• _Work request_:
Only the lines from the one containing "Return one point per instance of the wooden picnic" through the last line of the material should be copied, exactly as written and without pictures.

• _Material to process_:

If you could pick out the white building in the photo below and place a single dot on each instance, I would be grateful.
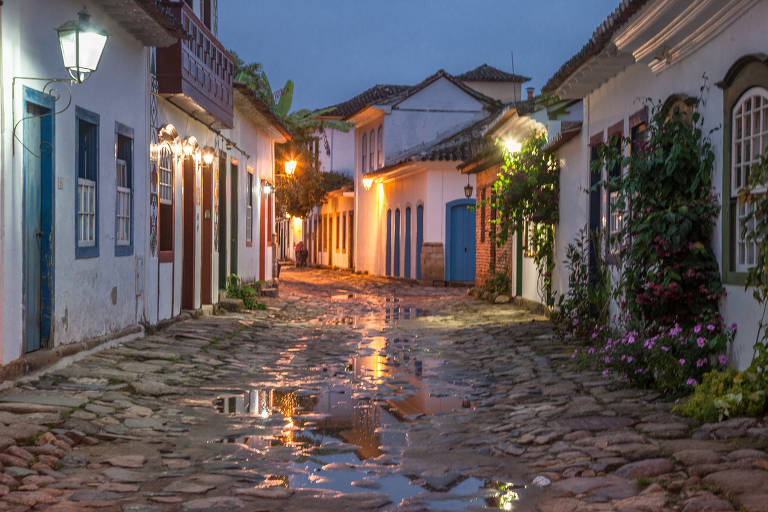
(659, 49)
(74, 178)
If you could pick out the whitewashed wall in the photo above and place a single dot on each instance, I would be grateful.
(620, 97)
(83, 288)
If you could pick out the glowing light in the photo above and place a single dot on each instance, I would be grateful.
(512, 146)
(208, 155)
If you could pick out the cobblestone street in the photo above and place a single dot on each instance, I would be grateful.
(357, 393)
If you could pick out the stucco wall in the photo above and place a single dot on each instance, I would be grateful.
(84, 289)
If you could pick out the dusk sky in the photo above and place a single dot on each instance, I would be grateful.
(335, 49)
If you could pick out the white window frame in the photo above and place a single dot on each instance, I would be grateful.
(86, 213)
(122, 203)
(748, 143)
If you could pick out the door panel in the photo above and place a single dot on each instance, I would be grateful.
(207, 237)
(188, 235)
(462, 243)
(37, 233)
(233, 176)
(223, 223)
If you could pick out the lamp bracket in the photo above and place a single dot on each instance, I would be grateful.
(53, 88)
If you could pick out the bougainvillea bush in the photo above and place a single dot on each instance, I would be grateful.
(668, 287)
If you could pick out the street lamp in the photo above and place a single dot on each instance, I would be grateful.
(290, 167)
(468, 189)
(82, 43)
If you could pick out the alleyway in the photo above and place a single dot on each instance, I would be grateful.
(352, 393)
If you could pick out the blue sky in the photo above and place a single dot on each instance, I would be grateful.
(334, 49)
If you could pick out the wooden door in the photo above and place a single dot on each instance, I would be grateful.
(207, 237)
(262, 234)
(234, 175)
(223, 223)
(188, 235)
(37, 221)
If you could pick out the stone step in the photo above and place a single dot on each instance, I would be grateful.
(269, 292)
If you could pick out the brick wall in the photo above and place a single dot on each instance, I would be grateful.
(487, 256)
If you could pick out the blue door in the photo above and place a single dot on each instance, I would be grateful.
(389, 244)
(397, 242)
(419, 238)
(460, 241)
(407, 259)
(38, 214)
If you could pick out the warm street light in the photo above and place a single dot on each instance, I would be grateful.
(290, 167)
(82, 43)
(208, 155)
(468, 189)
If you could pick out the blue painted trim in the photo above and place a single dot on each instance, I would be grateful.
(419, 237)
(407, 256)
(448, 227)
(122, 130)
(388, 269)
(93, 118)
(397, 242)
(47, 279)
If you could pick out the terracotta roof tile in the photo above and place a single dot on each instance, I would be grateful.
(600, 39)
(486, 73)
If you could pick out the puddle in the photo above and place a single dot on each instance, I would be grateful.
(347, 423)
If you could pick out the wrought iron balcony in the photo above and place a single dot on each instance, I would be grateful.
(196, 72)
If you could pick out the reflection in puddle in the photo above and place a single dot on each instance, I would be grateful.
(347, 422)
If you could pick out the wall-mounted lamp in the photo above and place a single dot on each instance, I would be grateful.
(512, 146)
(468, 189)
(82, 43)
(208, 155)
(290, 167)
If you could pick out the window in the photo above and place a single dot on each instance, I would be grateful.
(124, 191)
(363, 151)
(372, 138)
(749, 142)
(482, 214)
(344, 233)
(165, 214)
(86, 203)
(380, 147)
(249, 208)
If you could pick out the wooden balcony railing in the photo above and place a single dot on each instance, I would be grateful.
(197, 71)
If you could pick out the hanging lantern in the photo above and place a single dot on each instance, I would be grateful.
(82, 43)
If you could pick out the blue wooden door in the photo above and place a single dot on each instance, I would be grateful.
(419, 238)
(397, 242)
(460, 233)
(407, 257)
(38, 214)
(389, 244)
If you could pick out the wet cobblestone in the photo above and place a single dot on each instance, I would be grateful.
(356, 393)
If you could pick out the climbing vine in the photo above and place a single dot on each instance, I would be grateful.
(526, 192)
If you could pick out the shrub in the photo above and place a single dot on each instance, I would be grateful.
(497, 284)
(724, 394)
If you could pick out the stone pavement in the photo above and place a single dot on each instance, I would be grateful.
(356, 393)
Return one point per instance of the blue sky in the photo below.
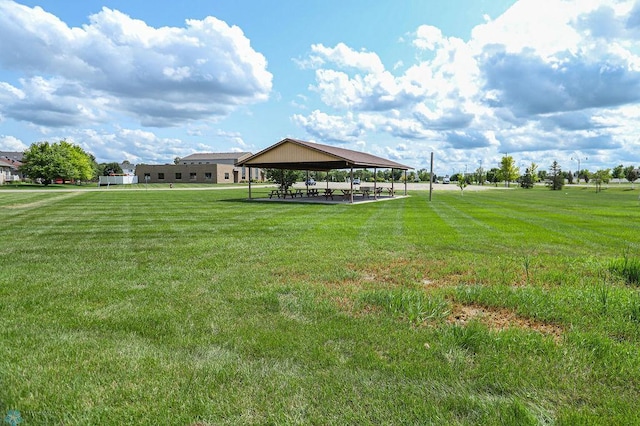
(470, 80)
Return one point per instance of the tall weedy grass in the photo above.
(185, 307)
(627, 267)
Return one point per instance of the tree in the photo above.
(570, 177)
(462, 182)
(106, 169)
(556, 179)
(631, 174)
(527, 180)
(618, 172)
(285, 178)
(600, 177)
(46, 162)
(584, 174)
(493, 176)
(508, 171)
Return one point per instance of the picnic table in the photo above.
(282, 193)
(328, 192)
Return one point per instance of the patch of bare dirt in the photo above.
(501, 319)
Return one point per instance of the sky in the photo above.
(469, 80)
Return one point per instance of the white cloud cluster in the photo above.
(546, 77)
(118, 66)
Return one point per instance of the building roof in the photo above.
(213, 156)
(295, 154)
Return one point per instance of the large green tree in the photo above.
(508, 170)
(61, 160)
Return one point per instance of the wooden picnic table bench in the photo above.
(328, 192)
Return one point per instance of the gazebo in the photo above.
(295, 154)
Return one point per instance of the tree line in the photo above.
(554, 177)
(46, 163)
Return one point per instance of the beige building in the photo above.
(199, 168)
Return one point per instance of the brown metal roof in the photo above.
(294, 154)
(212, 156)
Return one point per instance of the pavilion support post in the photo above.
(405, 183)
(392, 180)
(375, 181)
(351, 183)
(431, 177)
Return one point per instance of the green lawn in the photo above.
(198, 307)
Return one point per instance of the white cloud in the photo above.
(340, 129)
(11, 143)
(545, 76)
(116, 64)
(345, 57)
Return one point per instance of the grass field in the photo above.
(200, 308)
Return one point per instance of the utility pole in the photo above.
(431, 177)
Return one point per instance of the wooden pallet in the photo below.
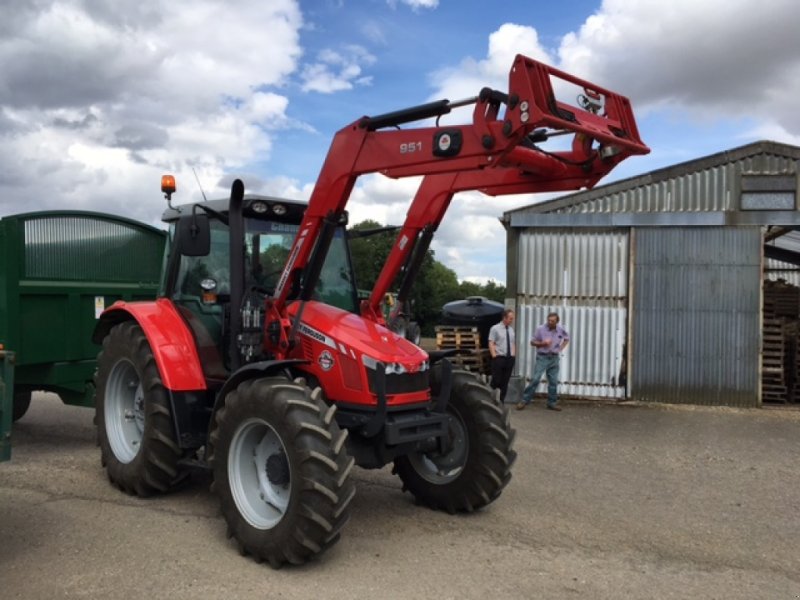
(774, 361)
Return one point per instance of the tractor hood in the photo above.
(357, 338)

• _Exercise response_:
Return one point per instance of the wooden picnic table bench in the photo above.
(328, 192)
Return one point per instance of the gazebo in the photo above.
(295, 154)
Return one point per instance of the tree line in the photo above.
(554, 177)
(46, 163)
Return one point per instance of the beige building in the photo above.
(199, 168)
Return one point per instance of the brown metal roof in the photo above.
(294, 154)
(212, 156)
Return one point per instance of the pavilion support post in the photo above.
(405, 183)
(392, 180)
(375, 181)
(351, 183)
(431, 177)
Return one point per instance of the green lawn in the photo above.
(198, 307)
Return one point per instance of the white cloud in the photo above.
(340, 129)
(11, 143)
(545, 76)
(116, 64)
(345, 57)
Return one point per instance of the grass field in the photo above.
(200, 308)
Return one point per instance of the utility pole in the photo above.
(431, 177)
Return one point per instance of the wooden pallet in the photo below.
(774, 361)
Return one point per instance of the tractor hood in the photo above.
(357, 338)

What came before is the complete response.